◆ WHAT IS ASKED:
Repeat all of the material exactly as given.

◆ PROVIDED INFORMATION:

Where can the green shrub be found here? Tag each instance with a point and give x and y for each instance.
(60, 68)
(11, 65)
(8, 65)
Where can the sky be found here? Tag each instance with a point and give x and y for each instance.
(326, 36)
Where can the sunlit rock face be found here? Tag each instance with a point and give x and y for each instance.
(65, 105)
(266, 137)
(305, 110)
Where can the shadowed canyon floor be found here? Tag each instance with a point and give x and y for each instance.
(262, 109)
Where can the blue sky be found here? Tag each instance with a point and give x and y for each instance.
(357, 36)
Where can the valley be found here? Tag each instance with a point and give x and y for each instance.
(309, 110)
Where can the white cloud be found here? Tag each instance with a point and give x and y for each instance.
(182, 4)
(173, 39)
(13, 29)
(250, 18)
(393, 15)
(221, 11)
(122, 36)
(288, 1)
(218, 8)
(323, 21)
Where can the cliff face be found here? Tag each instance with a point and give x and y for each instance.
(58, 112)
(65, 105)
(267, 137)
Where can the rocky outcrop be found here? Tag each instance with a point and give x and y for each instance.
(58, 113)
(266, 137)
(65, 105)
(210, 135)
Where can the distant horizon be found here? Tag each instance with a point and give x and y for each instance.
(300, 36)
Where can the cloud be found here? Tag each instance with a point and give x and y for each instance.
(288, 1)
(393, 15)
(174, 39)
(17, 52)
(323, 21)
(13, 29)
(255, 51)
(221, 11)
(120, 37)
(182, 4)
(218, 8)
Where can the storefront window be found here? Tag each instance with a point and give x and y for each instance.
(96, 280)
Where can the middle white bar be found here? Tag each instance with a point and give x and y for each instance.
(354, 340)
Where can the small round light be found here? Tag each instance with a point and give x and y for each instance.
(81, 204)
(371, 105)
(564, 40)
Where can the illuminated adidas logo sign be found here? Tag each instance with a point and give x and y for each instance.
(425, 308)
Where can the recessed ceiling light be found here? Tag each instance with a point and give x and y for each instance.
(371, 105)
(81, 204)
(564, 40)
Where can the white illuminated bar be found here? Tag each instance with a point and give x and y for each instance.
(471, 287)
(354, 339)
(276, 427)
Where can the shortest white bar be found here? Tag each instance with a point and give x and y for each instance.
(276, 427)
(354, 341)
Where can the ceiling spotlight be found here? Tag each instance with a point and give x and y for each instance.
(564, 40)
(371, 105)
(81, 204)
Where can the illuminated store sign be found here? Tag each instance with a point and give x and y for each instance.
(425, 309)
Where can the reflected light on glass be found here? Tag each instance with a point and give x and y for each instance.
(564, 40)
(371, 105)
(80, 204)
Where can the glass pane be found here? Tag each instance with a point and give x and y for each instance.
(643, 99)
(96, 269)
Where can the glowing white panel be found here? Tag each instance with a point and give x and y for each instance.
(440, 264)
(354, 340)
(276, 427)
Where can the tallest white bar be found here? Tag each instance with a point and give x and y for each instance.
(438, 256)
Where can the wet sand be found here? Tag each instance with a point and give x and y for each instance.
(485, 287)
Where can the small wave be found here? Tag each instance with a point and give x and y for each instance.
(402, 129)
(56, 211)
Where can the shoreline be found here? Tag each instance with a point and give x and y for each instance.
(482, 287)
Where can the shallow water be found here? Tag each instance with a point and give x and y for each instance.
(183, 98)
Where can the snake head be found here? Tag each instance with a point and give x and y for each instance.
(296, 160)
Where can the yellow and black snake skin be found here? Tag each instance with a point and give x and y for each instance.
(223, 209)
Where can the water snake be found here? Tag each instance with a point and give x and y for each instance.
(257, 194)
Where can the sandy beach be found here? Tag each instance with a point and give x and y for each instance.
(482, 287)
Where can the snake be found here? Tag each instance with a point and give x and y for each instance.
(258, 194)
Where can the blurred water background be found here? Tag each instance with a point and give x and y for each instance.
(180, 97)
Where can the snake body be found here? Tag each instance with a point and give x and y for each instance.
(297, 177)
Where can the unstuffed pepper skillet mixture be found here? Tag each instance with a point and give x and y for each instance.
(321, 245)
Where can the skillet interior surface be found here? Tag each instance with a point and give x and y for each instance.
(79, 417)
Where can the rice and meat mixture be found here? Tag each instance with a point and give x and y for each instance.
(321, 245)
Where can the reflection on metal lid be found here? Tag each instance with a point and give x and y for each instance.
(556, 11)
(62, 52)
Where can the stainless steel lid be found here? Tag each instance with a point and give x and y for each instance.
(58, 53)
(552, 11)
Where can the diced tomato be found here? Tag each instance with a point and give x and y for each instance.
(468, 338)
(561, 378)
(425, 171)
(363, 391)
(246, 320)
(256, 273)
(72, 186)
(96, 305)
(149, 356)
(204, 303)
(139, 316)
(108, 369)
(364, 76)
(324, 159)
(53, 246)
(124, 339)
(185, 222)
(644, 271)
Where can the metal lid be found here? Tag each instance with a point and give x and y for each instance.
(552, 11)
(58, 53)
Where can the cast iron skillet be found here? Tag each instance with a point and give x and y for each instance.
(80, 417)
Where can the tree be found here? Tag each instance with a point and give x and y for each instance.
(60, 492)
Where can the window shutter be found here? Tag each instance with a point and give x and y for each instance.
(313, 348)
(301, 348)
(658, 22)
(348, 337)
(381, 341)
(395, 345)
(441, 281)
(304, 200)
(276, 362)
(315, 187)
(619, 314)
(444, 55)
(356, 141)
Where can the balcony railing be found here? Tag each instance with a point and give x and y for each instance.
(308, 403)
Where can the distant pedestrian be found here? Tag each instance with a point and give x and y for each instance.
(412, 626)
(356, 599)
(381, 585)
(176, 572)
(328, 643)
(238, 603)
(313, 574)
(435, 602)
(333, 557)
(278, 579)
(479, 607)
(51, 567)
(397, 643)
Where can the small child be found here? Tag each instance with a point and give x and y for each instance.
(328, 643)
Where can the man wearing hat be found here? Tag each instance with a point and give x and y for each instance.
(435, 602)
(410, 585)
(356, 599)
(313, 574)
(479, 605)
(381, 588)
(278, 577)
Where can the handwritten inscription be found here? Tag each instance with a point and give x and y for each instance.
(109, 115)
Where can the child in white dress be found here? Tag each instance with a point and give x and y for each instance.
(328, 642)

◆ SOLUTION FOR THIS TASK:
Where can the green shrub be found here? Tag each instance with a point and give x and y for each instance.
(60, 68)
(11, 65)
(8, 65)
Where can the sky be found here? Tag each instance with a point and give x and y for each instance.
(326, 36)
Where can the sunlit rock face be found here? Tag each instance with a point and give x and y for each instance.
(65, 105)
(266, 137)
(305, 110)
Where can the shadowed canyon floor be found here? Tag each instance with a point and give x and y for each instance.
(262, 109)
Where can the blue sky be found here? Tag each instance with a point and give x and y for each instance.
(357, 36)
Where can the valley be found here? Tag each instance with a point and give x and y for each instance.
(309, 110)
Where can the white cloud be found here? Tag each instance with a point and give x and y for each instance.
(182, 4)
(173, 39)
(13, 29)
(250, 18)
(393, 15)
(221, 11)
(122, 36)
(288, 1)
(218, 8)
(323, 21)
Where can the cliff face be found here? Tag each instance with a point and give x and y for each instance.
(58, 112)
(65, 105)
(267, 137)
Where can the rocky outcrop be found here? Tag each instance with a point and give x and y for each instance.
(58, 113)
(266, 137)
(65, 105)
(210, 135)
Where can the distant horizon be found here? Tag each instance with a point and give x and y for each instance.
(300, 36)
Where can the cloud be found here? Tag each instance with a point and give x and y for each instance.
(288, 1)
(393, 15)
(174, 39)
(17, 52)
(323, 21)
(13, 29)
(255, 51)
(221, 11)
(120, 37)
(182, 4)
(218, 8)
Where can the storefront window be found here? Tag each instance with a point and give x and y for each instance.
(96, 280)
Where can the middle white bar be found here? Tag each instance with a point and give x and y for each instance.
(354, 340)
Where can the small round light be found here? Tag each instance with a point and give x and y for each instance.
(81, 204)
(371, 105)
(564, 40)
Where can the illuminated adidas logo sign be found here? Tag each instance with a point and give x and y for each instance.
(425, 308)
Where can the recessed ceiling light be found here? Tag each instance with a point and give x and y for each instance.
(371, 105)
(81, 204)
(564, 40)
Where can the white illuminated bar be found here? Tag each instance with a point and give x and y for each instance.
(471, 287)
(354, 339)
(276, 427)
Where can the shortest white bar be found here? Tag each instance with a point and give x and y for each instance.
(276, 427)
(354, 341)
Where can the ceiling spotlight be found here? Tag each instance with a point and give x and y for each instance.
(564, 40)
(371, 105)
(81, 204)
Where can the illuminated store sign be found here? Tag each instance with a point and give x and y for each instance.
(425, 309)
Where can the reflected light on glass be found here? Tag each instance with a point and give x and y for each instance.
(564, 40)
(371, 105)
(80, 204)
Where can the glass pane be found here? Tag each instance with a point and give x and y for each instance.
(643, 99)
(96, 269)
Where can the glowing white panel be found here? Tag each instance with a point and give x and y for each instance.
(440, 264)
(354, 340)
(276, 427)
Where can the tallest white bar be found here? Tag each instance with a point and give x and y for each instance.
(438, 256)
Where can the wet sand be found here? Tag each instance with a point and give x and y for each instance.
(485, 287)
Where can the small wave be found here? Tag each instance with a point and give x and y for each instance.
(402, 129)
(56, 211)
Where can the shoreline be found here? Tag each instance with a point and give x and y for each instance.
(482, 287)
Where can the shallow water be found here? Tag each instance with a point and give x and y for each instance.
(183, 98)
Where can the snake head be found here? Tag each instance with a point and give x and y for each instance.
(296, 160)
Where can the yellow and black snake skin be found here? Tag each instance with a point and give x and y for each instance.
(223, 209)
Where can the water snake be found here? Tag each instance with a point and give x and y for each instance.
(257, 194)
Where can the sandy beach be found here? Tag each instance with a point and give x and y for each instance.
(482, 287)
Where can the snake be found here? Tag each instance with a point and give x and y for each instance.
(258, 194)
Where can the blurred water background be found here? Tag each instance with a point and give x and y for each instance.
(180, 97)
Where can the snake body be found here? Tag each instance with a point and give x and y for each instance.
(297, 177)
Where can the unstuffed pepper skillet mixture be found here? Tag each instance with a point and give x and y for each instance.
(321, 245)
Where can the skillet interior surface be found here? Tag each instance with a point and give x and y for each instance.
(79, 417)
Where can the rice and meat mixture be found here? Tag each instance with a point and give x and y for each instance.
(321, 245)
Where can the reflection on metal lid be found here? Tag each instance with a point and give x and y for each instance.
(556, 11)
(62, 52)
Where can the stainless steel lid be found here? Tag each instance with a point and give x and y for each instance.
(58, 53)
(552, 11)
Where can the diced tomato be found here? Tag each instance with a point and give x and y for each instance.
(468, 338)
(561, 378)
(425, 171)
(363, 391)
(246, 320)
(256, 273)
(72, 186)
(96, 305)
(149, 356)
(204, 303)
(139, 316)
(108, 369)
(364, 76)
(324, 159)
(53, 246)
(124, 339)
(185, 222)
(644, 271)
Where can the metal lid be found here? Tag each instance with a point and give x and y for each instance.
(552, 11)
(58, 53)
Where can the cast iron skillet be found here? Tag each instance with a point and give x and y for each instance.
(80, 417)
Where can the tree be found here? Tag each instance with a point and give x and y for each instance.
(60, 492)
Where can the window shutter be found here? Tag each instance with a point and give x and y for each instance.
(313, 348)
(301, 348)
(658, 22)
(348, 337)
(381, 341)
(395, 345)
(441, 281)
(304, 200)
(276, 362)
(315, 187)
(619, 314)
(444, 55)
(356, 141)
Where can the balcony railing be found here? Tag each instance with a point and give x and y for each instance.
(308, 403)
Where can the distant pedestrian be found here? Tag each instance with a point and give x and y for each instance.
(412, 626)
(356, 599)
(381, 585)
(176, 572)
(328, 643)
(238, 603)
(313, 574)
(435, 602)
(333, 557)
(278, 579)
(479, 607)
(51, 567)
(397, 643)
Where can the small child be found here? Tag each instance with a point and give x and y for each instance.
(328, 643)
Where can the man wearing hat be found here? Tag each instance with a point and give x and y for each instance.
(435, 602)
(410, 585)
(356, 599)
(313, 574)
(479, 605)
(381, 588)
(278, 577)
Where can the handwritten inscription be found here? Tag each instance with a point and give x and y for each instance.
(109, 115)
Where can the child in white dress be found here? Tag each instance with a point and give x and y for each instance.
(328, 642)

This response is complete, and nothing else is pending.